[Given request]
Retype the material in full, keeping every word the same.

Rows from a pointing dataset
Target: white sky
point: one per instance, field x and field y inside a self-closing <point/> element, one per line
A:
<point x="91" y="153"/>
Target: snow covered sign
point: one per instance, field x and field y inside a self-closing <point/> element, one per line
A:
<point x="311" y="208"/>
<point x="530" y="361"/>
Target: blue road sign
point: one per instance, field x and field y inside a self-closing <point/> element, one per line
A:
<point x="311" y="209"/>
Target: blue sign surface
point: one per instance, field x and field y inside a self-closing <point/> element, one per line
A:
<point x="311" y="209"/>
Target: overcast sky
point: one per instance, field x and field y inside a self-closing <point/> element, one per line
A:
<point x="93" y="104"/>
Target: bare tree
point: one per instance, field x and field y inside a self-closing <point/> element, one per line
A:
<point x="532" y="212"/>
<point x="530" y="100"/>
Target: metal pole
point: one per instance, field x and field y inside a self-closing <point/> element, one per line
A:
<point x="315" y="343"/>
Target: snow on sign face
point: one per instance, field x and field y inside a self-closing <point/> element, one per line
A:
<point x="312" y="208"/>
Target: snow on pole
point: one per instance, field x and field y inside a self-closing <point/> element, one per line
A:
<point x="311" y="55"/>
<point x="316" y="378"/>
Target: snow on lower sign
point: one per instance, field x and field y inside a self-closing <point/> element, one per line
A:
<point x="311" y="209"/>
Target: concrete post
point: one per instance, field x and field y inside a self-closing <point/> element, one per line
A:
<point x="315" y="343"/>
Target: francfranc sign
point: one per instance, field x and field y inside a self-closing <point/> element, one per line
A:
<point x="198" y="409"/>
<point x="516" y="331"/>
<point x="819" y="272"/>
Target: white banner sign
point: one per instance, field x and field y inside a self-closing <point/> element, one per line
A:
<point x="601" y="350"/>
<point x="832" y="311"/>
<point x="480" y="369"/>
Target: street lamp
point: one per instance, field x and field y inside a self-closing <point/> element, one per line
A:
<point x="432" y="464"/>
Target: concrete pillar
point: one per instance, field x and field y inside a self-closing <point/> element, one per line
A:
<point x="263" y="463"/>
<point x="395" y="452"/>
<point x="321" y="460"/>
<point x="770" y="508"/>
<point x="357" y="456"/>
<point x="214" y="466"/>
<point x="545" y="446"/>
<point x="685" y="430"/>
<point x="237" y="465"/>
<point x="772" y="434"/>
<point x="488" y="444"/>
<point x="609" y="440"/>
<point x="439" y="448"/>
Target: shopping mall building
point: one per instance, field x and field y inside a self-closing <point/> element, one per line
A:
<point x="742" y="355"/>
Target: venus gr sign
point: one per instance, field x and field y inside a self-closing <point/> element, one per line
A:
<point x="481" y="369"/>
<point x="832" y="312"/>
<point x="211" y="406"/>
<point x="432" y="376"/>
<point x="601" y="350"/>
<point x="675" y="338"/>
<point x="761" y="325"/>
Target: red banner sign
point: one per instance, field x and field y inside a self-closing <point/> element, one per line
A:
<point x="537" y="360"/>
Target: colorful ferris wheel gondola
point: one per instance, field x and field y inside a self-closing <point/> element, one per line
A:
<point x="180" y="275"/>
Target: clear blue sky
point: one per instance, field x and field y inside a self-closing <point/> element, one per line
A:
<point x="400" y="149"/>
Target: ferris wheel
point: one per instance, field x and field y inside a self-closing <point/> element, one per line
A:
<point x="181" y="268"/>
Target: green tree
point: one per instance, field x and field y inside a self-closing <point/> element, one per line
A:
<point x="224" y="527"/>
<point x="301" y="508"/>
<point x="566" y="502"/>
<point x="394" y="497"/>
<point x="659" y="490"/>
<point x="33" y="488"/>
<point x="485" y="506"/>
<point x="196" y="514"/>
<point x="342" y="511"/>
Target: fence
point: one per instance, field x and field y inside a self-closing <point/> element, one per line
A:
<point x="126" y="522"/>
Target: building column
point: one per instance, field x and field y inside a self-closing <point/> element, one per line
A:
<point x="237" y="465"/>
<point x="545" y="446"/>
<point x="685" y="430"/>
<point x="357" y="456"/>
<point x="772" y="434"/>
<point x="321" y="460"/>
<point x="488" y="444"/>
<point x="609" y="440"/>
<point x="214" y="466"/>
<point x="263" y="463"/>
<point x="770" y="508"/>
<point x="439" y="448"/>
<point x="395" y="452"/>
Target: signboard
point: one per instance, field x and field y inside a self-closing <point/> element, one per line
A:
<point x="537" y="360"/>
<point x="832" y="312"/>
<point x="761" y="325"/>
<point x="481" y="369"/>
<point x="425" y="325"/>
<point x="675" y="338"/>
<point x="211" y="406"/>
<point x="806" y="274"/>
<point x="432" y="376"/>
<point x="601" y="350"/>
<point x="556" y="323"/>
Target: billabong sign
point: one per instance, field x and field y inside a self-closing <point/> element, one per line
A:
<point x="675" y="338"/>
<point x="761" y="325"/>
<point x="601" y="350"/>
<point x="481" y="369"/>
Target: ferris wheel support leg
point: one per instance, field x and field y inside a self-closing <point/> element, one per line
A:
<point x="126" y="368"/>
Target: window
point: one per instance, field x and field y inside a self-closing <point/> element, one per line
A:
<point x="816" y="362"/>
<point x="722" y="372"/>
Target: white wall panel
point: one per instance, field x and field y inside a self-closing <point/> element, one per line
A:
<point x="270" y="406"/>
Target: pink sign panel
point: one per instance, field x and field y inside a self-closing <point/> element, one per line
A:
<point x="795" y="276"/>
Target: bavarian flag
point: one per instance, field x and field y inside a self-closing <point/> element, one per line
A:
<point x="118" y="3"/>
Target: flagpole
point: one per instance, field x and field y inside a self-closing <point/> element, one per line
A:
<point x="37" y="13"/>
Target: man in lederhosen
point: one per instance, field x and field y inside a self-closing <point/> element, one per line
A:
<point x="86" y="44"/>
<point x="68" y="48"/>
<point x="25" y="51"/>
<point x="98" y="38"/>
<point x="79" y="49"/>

[Written response]
Target: white sky
point: one per instance, field x and field y inside a self-closing <point/> element, one per line
A:
<point x="91" y="153"/>
Target: snow covered sign
point: one per instance, field x and field y inside a self-closing <point/> element, one per line
A:
<point x="311" y="208"/>
<point x="530" y="361"/>
Target: blue road sign
point: one per instance, field x and field y inside a self-closing <point/> element, one per line
A:
<point x="311" y="209"/>
Target: blue sign surface
point: one per instance, field x and field y inside a self-closing <point/> element, one per line
A:
<point x="311" y="209"/>
Target: overcast sky
point: one per instance, field x and field y inside a self-closing <point/> element, one per line
A:
<point x="93" y="104"/>
Target: bare tree
point: one per instance, field x and field y inside a self-closing <point/> element, one per line
A:
<point x="532" y="212"/>
<point x="530" y="100"/>
Target: metal pole
point: one per instance, field x and field y inside a self-closing <point/> element, one per line
A:
<point x="315" y="343"/>
Target: snow on sign face
point: one per instance, field x and field y inside a self-closing <point/> element, one per line
A:
<point x="312" y="208"/>
Target: snow on pole
point: one per instance, field x and field y inside a self-closing <point/> element, one per line
A:
<point x="311" y="55"/>
<point x="316" y="378"/>
Target: snow on lower sign
point: one per instance, field x and field y inside a self-closing <point/> element, one per line
A:
<point x="311" y="209"/>
Target: concrete post
point: one per instance, field x and field y inside a self-closing <point/> element, one per line
A:
<point x="315" y="343"/>
Target: francfranc sign
point: one per instance, field x and field y inside a self-closing <point/> element, one per line
A:
<point x="198" y="409"/>
<point x="516" y="331"/>
<point x="819" y="272"/>
Target: white banner sign
point: one per instance, field x and field y inside a self-closing <point/> element, one per line
A:
<point x="601" y="350"/>
<point x="832" y="311"/>
<point x="480" y="369"/>
Target: street lamp
point: one per instance, field x and field y inside a self-closing <point/> element, one per line
A:
<point x="432" y="464"/>
Target: concrete pillar
point: one per instance, field x and field y inside a self-closing <point/> element, one per line
A:
<point x="263" y="463"/>
<point x="395" y="452"/>
<point x="321" y="460"/>
<point x="770" y="508"/>
<point x="357" y="456"/>
<point x="214" y="466"/>
<point x="545" y="446"/>
<point x="685" y="430"/>
<point x="237" y="465"/>
<point x="772" y="434"/>
<point x="488" y="444"/>
<point x="609" y="440"/>
<point x="439" y="448"/>
Target: shopping mall building
point: one per instance, field x and field y inside a self-closing <point/> element, one per line
A:
<point x="742" y="355"/>
Target: venus gr sign
point: one per instance, field x and field y inside a self-closing <point/> element, one per line
A:
<point x="481" y="369"/>
<point x="832" y="312"/>
<point x="211" y="406"/>
<point x="432" y="376"/>
<point x="601" y="350"/>
<point x="675" y="338"/>
<point x="761" y="325"/>
Target: red banner sign
point: one per instance, field x and field y inside a self-closing <point/> element, one per line
A:
<point x="537" y="360"/>
Target: colorful ferris wheel gondola
point: one per instance, field x and field y inside a self-closing <point/> element, one per line
A:
<point x="180" y="275"/>
Target: clear blue sky
point: one per instance, field x and field y inside a self-closing <point/> element, one per line
A:
<point x="400" y="149"/>
Target: ferris wheel
point: one per instance, field x and field y inside a self-closing <point/> element, one per line
A:
<point x="181" y="268"/>
Target: green tree
point: one per instance, field x and field y inside a self-closing <point/> element, one per line
A:
<point x="224" y="527"/>
<point x="301" y="508"/>
<point x="566" y="502"/>
<point x="394" y="497"/>
<point x="659" y="490"/>
<point x="33" y="488"/>
<point x="485" y="506"/>
<point x="196" y="514"/>
<point x="342" y="511"/>
Target: fence
point: one per instance, field x and field y inside a self-closing <point/> element, one per line
A:
<point x="126" y="522"/>
Target: building column
point: one per instance, field x and field y inside a self-closing <point/> element, one per line
A:
<point x="237" y="465"/>
<point x="545" y="446"/>
<point x="685" y="430"/>
<point x="357" y="456"/>
<point x="772" y="434"/>
<point x="321" y="460"/>
<point x="488" y="444"/>
<point x="609" y="440"/>
<point x="214" y="466"/>
<point x="263" y="463"/>
<point x="770" y="508"/>
<point x="439" y="448"/>
<point x="395" y="452"/>
Target: signboard
point: one per instance, field x and field y inside a self-closing <point/> element, one per line
A:
<point x="537" y="360"/>
<point x="832" y="312"/>
<point x="761" y="325"/>
<point x="481" y="369"/>
<point x="425" y="325"/>
<point x="675" y="338"/>
<point x="211" y="406"/>
<point x="806" y="274"/>
<point x="432" y="376"/>
<point x="601" y="350"/>
<point x="556" y="323"/>
Target: billabong sign
point: one per instance, field x and field y inside a self-closing <point/> element, one per line
A:
<point x="675" y="338"/>
<point x="761" y="325"/>
<point x="601" y="350"/>
<point x="481" y="369"/>
Target: ferris wheel support leg
point: one per instance, field x and field y inside a self-closing <point/> element, one per line
A:
<point x="126" y="368"/>
Target: window
point: one per instance, field x and field y inside a self-closing <point/> element, one per line
A:
<point x="816" y="362"/>
<point x="722" y="372"/>
Target: white wall panel
point: one per instance, field x and field y inside a self-closing <point/> element, one per line
A:
<point x="270" y="406"/>
Target: pink sign panel
point: one per instance, field x and field y inside a self-closing <point/> element, one per line
A:
<point x="795" y="276"/>
Target: bavarian flag
point: one per instance, field x and field y inside a self-closing <point/> element, one per line
A:
<point x="118" y="3"/>
Target: flagpole
point: one per instance, field x and field y inside a self-closing <point/> element, one per line
A:
<point x="37" y="13"/>
Target: man in lederhosen
point: one per instance, field x and field y inside a self-closing <point/> element, one per line
A:
<point x="86" y="44"/>
<point x="68" y="48"/>
<point x="25" y="51"/>
<point x="98" y="38"/>
<point x="79" y="49"/>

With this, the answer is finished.